[EXERCISE AIM]
Output the stretch of the listing that starts at the line containing "pixel 238 142." and ends at the line containing "pixel 76 75", both lines included, as a JSON list of strings with one string per line and no blank lines.

Records from a collection:

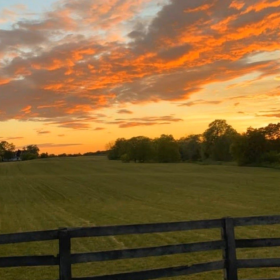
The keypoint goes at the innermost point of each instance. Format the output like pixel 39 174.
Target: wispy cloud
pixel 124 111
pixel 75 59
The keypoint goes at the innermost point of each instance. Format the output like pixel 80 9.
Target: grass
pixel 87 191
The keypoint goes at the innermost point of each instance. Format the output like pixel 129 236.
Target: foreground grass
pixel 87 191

* * *

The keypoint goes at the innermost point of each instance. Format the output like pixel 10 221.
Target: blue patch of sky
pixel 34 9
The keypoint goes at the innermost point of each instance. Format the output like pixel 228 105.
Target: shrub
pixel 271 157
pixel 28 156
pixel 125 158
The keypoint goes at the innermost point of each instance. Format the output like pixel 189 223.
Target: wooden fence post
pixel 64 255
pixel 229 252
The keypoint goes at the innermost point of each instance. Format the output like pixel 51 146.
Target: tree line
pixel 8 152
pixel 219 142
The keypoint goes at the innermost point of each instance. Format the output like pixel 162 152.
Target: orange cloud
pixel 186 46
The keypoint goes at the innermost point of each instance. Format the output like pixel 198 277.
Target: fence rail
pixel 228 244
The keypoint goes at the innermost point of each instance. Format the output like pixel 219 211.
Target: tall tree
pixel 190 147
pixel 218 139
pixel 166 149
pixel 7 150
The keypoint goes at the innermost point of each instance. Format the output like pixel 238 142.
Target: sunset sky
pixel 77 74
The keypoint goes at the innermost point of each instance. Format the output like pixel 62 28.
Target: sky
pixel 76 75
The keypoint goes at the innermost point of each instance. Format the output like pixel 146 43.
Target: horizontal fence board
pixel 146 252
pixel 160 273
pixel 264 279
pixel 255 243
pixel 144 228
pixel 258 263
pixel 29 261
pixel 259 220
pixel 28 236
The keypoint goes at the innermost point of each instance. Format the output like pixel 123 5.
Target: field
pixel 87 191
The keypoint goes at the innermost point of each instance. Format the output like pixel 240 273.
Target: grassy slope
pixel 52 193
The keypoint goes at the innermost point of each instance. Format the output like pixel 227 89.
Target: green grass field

[RESULT OF THIS EXERCISE]
[
  "The keypoint goes at the innermost point of each instance. Format the output like pixel 238 142.",
  "Target: sunset sky",
  "pixel 77 74",
  "The keypoint goes at the innermost point of each instance. Format the output like pixel 62 28.",
  "Target: sky",
  "pixel 76 75"
]